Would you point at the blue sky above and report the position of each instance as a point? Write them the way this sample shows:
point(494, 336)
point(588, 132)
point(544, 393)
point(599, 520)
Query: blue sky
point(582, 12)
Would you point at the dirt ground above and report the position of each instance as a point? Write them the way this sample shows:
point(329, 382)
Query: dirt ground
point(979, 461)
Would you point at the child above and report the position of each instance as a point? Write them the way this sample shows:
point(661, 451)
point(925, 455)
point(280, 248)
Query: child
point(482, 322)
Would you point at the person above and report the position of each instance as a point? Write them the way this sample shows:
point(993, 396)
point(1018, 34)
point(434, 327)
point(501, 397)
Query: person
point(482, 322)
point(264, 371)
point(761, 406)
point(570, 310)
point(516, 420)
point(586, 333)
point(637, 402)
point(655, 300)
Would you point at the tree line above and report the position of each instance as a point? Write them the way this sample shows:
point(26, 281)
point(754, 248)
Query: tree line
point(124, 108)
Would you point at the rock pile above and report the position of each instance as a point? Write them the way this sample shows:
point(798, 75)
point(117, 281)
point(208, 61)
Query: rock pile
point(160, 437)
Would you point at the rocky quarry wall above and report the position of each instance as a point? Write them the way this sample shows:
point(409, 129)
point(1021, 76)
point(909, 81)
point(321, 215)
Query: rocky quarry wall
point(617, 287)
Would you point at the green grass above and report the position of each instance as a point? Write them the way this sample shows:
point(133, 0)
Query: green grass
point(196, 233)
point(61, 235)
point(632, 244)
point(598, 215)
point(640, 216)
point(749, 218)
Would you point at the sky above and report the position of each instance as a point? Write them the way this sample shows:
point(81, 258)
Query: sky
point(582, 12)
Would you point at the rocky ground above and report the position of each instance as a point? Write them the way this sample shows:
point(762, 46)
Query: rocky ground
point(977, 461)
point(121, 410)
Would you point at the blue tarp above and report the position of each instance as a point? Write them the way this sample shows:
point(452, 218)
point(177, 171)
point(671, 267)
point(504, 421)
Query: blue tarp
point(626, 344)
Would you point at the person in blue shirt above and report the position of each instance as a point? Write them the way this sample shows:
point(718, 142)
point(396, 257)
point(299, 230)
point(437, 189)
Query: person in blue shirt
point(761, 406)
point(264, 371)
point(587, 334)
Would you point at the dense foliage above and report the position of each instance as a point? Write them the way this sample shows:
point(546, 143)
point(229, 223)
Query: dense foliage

#### Goal
Repeat all the records. Match each line exactly.

#### Full solution
Would you point at the blue sky above and report the position of each instance as a point? Write them the way this sample shows:
point(494, 336)
point(588, 132)
point(544, 393)
point(599, 520)
Query: blue sky
point(582, 12)
Would you point at the dirt ground above and report the position of each instance as a point? Write them the way this sample shows:
point(329, 382)
Query: dirt ground
point(979, 461)
Would you point at the child above and report the position of each instance as a point? Write them the way this sample shows:
point(661, 451)
point(925, 455)
point(280, 248)
Query: child
point(482, 322)
Would you point at the person above and report the position of each instance as a point? Write them the way this sample shows:
point(993, 396)
point(1018, 34)
point(434, 327)
point(501, 397)
Query: person
point(482, 322)
point(264, 371)
point(761, 406)
point(570, 310)
point(516, 420)
point(586, 333)
point(637, 402)
point(655, 300)
Would you point at the tree line above and report the position of each instance as a point? Write them the way this sample shows:
point(26, 281)
point(754, 248)
Query: tree line
point(124, 108)
Would you point at the rock pile above and report the position of each instance as a point? Write them the way this sample shows:
point(798, 75)
point(117, 281)
point(208, 61)
Query: rock pile
point(160, 437)
Would you point at the rocky quarry wall above and report the position of each instance as a point? Write them the way this sample shows:
point(409, 129)
point(1021, 76)
point(909, 81)
point(321, 215)
Query: rocky quarry wall
point(617, 287)
Would you point at the green grass above and report the position of each instance as a point? Write them the way this sample shows:
point(133, 0)
Query: green grass
point(196, 233)
point(61, 235)
point(632, 244)
point(598, 215)
point(640, 216)
point(749, 218)
Would you point at the sky above and report the position of each instance as a point? Write them the way this sample shows:
point(81, 258)
Query: sky
point(582, 12)
Would you point at the rocky ground above and report the position of each instance as a point? Write them the way this sample shows:
point(762, 46)
Query: rocky ground
point(977, 461)
point(121, 410)
Would you point at the blue tarp above and report the position of each instance as a point? Write them the way this sample shows:
point(452, 218)
point(177, 171)
point(671, 267)
point(504, 421)
Query: blue tarp
point(626, 344)
Would you point at the person in blue shirt above and report the position of each instance as a point? Write them the way this sample shows:
point(718, 142)
point(396, 257)
point(299, 230)
point(437, 189)
Query: person in blue shirt
point(761, 406)
point(264, 371)
point(587, 334)
Would you point at the dense foliage above and report the position of each instance as a point? Write them the way this sample shows:
point(546, 143)
point(229, 223)
Query: dense foliage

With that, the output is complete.